▶ SOURCE TEXT:
Yeah Imo I think Classic being more time consuming is one of the reasons that it Is more enjoyable because like you said, you feel more of an accomplishment when you put the time into something without the game holding your hand the whole way through.

1 Like

Let me put it another way.

The guy who goes out into the woods, builds his own cabin, grows his own crops, raises his own livestock, chops his own firewood, does most things with his own hands…is 100% more satisfied with life than you or I or anyone posting here. 100%. It’s not a mater of opinion. This is a fact. He has more of a sense of deeply felt contentment and fulfillment than we do. That’s because humans are defined by adversity and overcoming that adversity with the end goal of survival. When we do what we were born to do, that is challenge nature and survive, our brain rewards us in the most profound way.

We are so far removed from this simple way of life, but it’s what we are for. We are now being used against our purpose in ways that our genes have not prepared us for. Our brains aren’t evolved to substitute office work or retail work with the real thing. In the West we are some of the most unhappy and unfulfilled people. Anxiety and depression are skyrocketing. People even take on hobbies to try to reconnect with this primal need. That’s what WoW is in a very light sense. It lets us try to eek out an existence in a hostile world and we get brain candy when we succeed. Games that are too easy or don’t fully give us this immersion that trucks us into thinking it’s a world don’t hit that sweet spot so much. WoW ruined so many lives because it was better than the one they were living. It scratched that primal itch like nothing else…because we grew up so far removed from the real thing. And when exposed to it, we instinctively threw ourselves into it.

▶ PROBLEM DETAILS: Could you copy the forum posts about WoW Classic word for word, starting at "Yeah Imo I think" and ending at "it another way."?

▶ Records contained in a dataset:
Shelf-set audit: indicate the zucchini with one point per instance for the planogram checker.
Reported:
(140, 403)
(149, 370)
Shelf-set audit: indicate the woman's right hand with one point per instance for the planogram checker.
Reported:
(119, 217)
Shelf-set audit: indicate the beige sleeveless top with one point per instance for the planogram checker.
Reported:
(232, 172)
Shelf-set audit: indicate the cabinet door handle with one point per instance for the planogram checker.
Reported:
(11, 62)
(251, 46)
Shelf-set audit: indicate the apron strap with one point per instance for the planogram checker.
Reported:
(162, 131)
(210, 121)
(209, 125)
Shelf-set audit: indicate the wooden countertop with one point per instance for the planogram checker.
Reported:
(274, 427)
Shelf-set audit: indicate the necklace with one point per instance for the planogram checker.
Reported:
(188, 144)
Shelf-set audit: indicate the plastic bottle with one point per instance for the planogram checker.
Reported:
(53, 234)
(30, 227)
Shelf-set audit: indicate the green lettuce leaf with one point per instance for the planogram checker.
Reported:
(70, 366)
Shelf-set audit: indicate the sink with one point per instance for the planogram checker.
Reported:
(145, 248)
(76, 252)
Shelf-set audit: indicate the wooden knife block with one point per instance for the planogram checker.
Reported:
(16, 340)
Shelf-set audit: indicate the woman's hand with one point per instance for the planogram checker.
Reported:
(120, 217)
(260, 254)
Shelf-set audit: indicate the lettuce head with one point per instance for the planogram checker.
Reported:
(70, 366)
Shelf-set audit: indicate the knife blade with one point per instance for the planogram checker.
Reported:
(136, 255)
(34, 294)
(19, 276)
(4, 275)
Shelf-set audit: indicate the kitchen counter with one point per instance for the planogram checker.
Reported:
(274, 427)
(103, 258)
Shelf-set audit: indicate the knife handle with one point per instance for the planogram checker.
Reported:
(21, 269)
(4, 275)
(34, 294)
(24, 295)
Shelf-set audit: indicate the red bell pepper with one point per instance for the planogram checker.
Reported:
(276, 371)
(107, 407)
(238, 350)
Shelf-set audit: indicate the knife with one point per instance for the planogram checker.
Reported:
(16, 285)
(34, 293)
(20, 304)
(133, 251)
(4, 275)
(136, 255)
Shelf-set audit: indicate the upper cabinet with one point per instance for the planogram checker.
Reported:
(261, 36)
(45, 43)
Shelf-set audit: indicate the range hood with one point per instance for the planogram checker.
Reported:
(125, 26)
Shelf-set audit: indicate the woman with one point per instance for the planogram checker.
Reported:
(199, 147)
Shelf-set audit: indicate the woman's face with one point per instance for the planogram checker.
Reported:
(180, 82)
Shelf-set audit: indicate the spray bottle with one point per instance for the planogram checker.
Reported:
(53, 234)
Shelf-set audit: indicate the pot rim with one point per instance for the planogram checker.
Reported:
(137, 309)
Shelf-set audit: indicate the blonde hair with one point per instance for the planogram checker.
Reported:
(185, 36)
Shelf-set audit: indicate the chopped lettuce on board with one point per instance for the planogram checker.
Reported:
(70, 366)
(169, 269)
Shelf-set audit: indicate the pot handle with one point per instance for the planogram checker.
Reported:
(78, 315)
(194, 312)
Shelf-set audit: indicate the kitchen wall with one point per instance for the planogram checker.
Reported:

▶ REPLY TO THE TASK:
Yeah Imo I think Classic being more time consuming is one of the reasons that it Is more enjoyable because like you said, you feel more of an accomplishment when you put the time into something without the game holding your hand the whole way through.

1 Like

Let me put it another way.